OBJECTIVE
Copy down all of the data underneath, exactly as shown.

***** RECORDS SUPPLIED *****

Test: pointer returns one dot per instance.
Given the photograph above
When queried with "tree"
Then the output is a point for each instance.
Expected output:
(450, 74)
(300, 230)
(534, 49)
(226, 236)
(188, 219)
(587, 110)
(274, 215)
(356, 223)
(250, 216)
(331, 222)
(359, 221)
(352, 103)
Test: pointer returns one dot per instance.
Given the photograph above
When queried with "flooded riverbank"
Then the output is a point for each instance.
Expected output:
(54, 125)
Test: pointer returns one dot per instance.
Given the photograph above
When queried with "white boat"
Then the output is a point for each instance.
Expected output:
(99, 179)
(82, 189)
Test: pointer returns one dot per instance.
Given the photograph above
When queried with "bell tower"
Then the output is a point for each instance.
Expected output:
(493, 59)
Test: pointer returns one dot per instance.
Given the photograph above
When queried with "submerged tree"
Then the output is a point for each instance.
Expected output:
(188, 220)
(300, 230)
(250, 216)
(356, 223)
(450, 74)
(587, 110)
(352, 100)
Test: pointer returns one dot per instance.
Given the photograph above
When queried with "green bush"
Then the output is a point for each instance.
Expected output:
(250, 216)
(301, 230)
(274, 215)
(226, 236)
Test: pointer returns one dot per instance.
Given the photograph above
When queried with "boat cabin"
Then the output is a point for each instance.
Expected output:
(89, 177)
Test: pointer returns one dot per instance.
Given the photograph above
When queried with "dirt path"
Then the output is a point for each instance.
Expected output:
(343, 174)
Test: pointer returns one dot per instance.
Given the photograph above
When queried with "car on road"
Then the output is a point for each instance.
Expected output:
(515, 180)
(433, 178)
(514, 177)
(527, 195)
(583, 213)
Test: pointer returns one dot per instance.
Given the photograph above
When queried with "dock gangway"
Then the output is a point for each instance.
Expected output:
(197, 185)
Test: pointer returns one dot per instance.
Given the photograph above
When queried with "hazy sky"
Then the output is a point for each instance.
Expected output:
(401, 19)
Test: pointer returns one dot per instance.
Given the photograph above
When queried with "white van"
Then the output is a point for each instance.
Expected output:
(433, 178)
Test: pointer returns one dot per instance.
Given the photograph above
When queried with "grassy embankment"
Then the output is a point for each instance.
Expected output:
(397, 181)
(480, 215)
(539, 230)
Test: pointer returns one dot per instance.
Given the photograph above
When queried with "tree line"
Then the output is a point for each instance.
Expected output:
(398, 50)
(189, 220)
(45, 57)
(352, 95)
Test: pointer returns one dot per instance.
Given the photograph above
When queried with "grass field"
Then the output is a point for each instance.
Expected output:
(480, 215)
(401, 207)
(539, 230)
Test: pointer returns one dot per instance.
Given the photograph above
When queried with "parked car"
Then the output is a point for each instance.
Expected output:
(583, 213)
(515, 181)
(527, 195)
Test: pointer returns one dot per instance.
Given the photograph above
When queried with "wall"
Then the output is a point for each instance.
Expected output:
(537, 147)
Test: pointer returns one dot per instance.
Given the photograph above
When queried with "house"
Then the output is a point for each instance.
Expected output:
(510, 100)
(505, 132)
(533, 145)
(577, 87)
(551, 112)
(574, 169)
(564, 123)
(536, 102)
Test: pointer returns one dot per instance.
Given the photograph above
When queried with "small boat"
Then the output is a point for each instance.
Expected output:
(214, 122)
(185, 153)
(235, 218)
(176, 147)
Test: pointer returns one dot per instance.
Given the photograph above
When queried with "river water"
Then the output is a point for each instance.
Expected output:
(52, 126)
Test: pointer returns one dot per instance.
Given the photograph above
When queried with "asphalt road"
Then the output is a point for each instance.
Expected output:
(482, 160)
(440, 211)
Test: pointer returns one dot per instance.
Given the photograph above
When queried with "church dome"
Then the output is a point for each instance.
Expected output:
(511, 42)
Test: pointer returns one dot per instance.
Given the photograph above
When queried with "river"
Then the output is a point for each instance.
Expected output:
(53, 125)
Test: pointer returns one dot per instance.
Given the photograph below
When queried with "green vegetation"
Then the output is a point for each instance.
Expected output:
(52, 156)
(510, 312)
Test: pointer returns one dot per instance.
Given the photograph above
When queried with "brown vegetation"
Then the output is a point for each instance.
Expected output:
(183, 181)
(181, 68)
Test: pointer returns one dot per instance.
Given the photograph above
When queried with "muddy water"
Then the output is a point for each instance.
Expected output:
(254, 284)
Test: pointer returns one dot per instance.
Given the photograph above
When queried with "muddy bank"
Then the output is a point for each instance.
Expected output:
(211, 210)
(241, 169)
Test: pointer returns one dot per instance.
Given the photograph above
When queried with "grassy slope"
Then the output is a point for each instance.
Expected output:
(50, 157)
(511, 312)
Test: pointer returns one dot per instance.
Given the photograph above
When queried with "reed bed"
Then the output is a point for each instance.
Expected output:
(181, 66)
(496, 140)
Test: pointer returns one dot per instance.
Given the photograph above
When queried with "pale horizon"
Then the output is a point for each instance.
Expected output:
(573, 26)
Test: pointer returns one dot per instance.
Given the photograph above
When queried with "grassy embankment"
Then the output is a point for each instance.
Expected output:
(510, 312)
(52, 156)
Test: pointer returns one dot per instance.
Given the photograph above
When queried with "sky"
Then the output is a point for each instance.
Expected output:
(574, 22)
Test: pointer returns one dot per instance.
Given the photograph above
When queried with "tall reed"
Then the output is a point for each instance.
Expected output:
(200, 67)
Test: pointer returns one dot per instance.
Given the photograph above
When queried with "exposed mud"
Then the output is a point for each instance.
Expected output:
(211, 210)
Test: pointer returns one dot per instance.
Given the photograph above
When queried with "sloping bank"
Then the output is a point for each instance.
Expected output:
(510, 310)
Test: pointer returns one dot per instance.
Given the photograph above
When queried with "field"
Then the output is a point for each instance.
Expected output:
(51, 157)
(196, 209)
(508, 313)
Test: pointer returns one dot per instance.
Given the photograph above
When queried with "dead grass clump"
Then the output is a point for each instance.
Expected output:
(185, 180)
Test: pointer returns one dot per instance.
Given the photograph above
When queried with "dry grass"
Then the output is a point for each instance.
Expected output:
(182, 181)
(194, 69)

*****

EXERCISE RESPONSE
Test: pointer returns one dot per instance.
Given the photograph above
When queried with "tree"
Then the output is a point for each instance.
Expected output:
(450, 74)
(300, 230)
(534, 49)
(226, 236)
(188, 219)
(587, 110)
(274, 215)
(356, 223)
(250, 216)
(331, 222)
(359, 221)
(352, 103)
Test: pointer returns one dot per instance.
Given the photograph above
When queried with "flooded riverbank"
Then the output is a point for each instance.
Expected output:
(54, 125)
Test: pointer returns one dot per instance.
Given the photograph above
When queried with "white boat"
Then the output is a point for each instance.
Expected output:
(99, 179)
(82, 189)
Test: pointer returns one dot per instance.
Given the photograph above
When queried with "bell tower"
Then the output is a point for each instance.
Expected output:
(493, 59)
Test: pointer returns one dot per instance.
Given the photograph above
When queried with "submerged tree"
Then the output is a point for each instance.
Expected output:
(188, 220)
(300, 230)
(250, 216)
(356, 223)
(450, 74)
(587, 110)
(352, 100)
Test: pointer returns one dot per instance.
Given the photograph above
When queried with "green bush"
Then the output is a point for each instance.
Expected output:
(250, 216)
(301, 230)
(274, 215)
(226, 236)
Test: pointer returns one dot per instance.
Given the photograph above
When queried with "boat cabin"
Then the output is a point for each instance.
Expected output:
(89, 177)
Test: pointer returns one dot per instance.
Given the photograph above
When queried with "dirt path"
Then the output is a point for each instance.
Expected output:
(343, 174)
Test: pointer returns one dot per instance.
Given the photograph above
When queried with "car on road"
Then the output is a point for each instance.
Expected output:
(515, 180)
(433, 178)
(514, 177)
(527, 195)
(583, 213)
Test: pointer returns one dot per instance.
Given the photograph above
When queried with "dock gangway"
Then the output is a point for each instance.
Expected output:
(197, 185)
Test: pointer returns one dot per instance.
Given the photograph above
When queried with "hazy sky"
Then the output is a point for each instance.
Expected output:
(401, 19)
Test: pointer returns one dot per instance.
Given the photograph above
When queried with "white van"
Then the output is a point for each instance.
Expected output:
(433, 178)
Test: pointer returns one dot per instance.
Given the photograph above
When queried with "grassy embankment"
Then the output is a point for each instance.
Expected output:
(397, 181)
(480, 215)
(539, 230)
Test: pointer returns one dot per instance.
Given the photograph above
When queried with "tree line"
Then the output is a point for each instance.
Expected output:
(398, 50)
(189, 220)
(45, 57)
(352, 95)
Test: pointer returns one dot per instance.
Given the photograph above
When queried with "grass field"
Then the output is a point for each instance.
Expected output:
(480, 215)
(401, 207)
(539, 230)
Test: pointer returns one dot per instance.
Given the photograph above
When queried with "parked car"
Then the output is a point for each instance.
Expected output:
(583, 213)
(515, 181)
(527, 195)
Test: pointer returns one dot per instance.
Given the photograph above
When queried with "wall"
Then the output is a point for each instance.
Expected output:
(537, 147)
Test: pointer returns one dot per instance.
Given the photograph above
When queried with "house"
Then the output is a point for each instance.
Expected output:
(510, 100)
(505, 132)
(533, 145)
(577, 87)
(551, 112)
(574, 169)
(564, 123)
(536, 102)
Test: pointer returns one dot per instance.
Given the photograph above
When queried with "small boat"
Then the output is a point for each instance.
Expected output:
(214, 122)
(185, 153)
(235, 218)
(176, 147)
Test: pointer returns one dot per instance.
Given the photograph above
When queried with "river water"
Then the output is a point for each instance.
Expected output:
(52, 126)
Test: pointer returns one dot per instance.
Given the photograph above
When queried with "asphalt road"
Then the output is a point for each instance.
Expected output:
(482, 160)
(440, 211)
Test: pointer returns one dot per instance.
Given the photograph above
When queried with "church dome"
Then the output is a point for each instance.
Expected output:
(511, 42)
Test: pointer returns one dot per instance.
Given the photograph above
When queried with "river"
Then the output is a point for each instance.
Expected output:
(53, 125)
Test: pointer returns one dot per instance.
Given the photograph below
When queried with "green vegetation"
Then the output is a point for each instance.
Expected output:
(52, 156)
(510, 312)
Test: pointer returns one dot per instance.
Given the photograph above
When queried with "brown vegetation"
Then the output is a point for each instance.
Expected output:
(183, 181)
(181, 68)
Test: pointer returns one dot per instance.
Given the photograph above
When queried with "muddy water"
Then the output is a point for each instance.
Expected output:
(254, 284)
Test: pointer returns one dot per instance.
Given the photograph above
When queried with "muddy bank"
Then the output is a point for each instance.
Expected output:
(211, 210)
(241, 169)
Test: pointer returns one dot per instance.
Given the photograph above
When queried with "grassy slope"
Then the output is a point for each instance.
Expected output:
(50, 157)
(511, 312)
Test: pointer returns one dot per instance.
Given the photograph above
When queried with "reed bed"
Then the output is a point for each instance.
Expected output:
(181, 66)
(496, 140)
Test: pointer returns one dot per instance.
Given the photograph above
When queried with "pale horizon"
Then the output is a point for each instance.
Expected output:
(573, 26)
Test: pointer returns one dot per instance.
Given the photograph above
When queried with "grassy embankment"
Then the output is a point for each instance.
Expected output:
(510, 312)
(52, 156)
Test: pointer returns one dot per instance.
Given the photograph above
When queried with "sky"
Then the output is a point for each instance.
Expected output:
(574, 22)
Test: pointer returns one dot per instance.
Given the photograph above
When queried with "tall reed"
Then the output is a point for each instance.
Expected output:
(200, 67)
Test: pointer returns one dot per instance.
Given the photograph above
When queried with "exposed mud"
Then the output is a point for each instance.
Expected output:
(211, 210)
Test: pointer returns one dot per instance.
Given the photograph above
When queried with "sloping bank"
Then the output is a point for each instance.
Expected output:
(510, 310)
Test: pointer returns one dot per instance.
Given the photograph above
When queried with "field"
Then the output is a point for each instance.
Expected output:
(51, 157)
(196, 209)
(508, 313)
Test: pointer returns one dot per instance.
Given the photograph above
When queried with "dead grass clump"
Then the output is a point for each instance.
Expected output:
(185, 180)
Test: pointer returns one dot per instance.
Given the photograph above
When queried with "dry grass"
Then the output is a point for each instance.
Expected output:
(182, 181)
(194, 69)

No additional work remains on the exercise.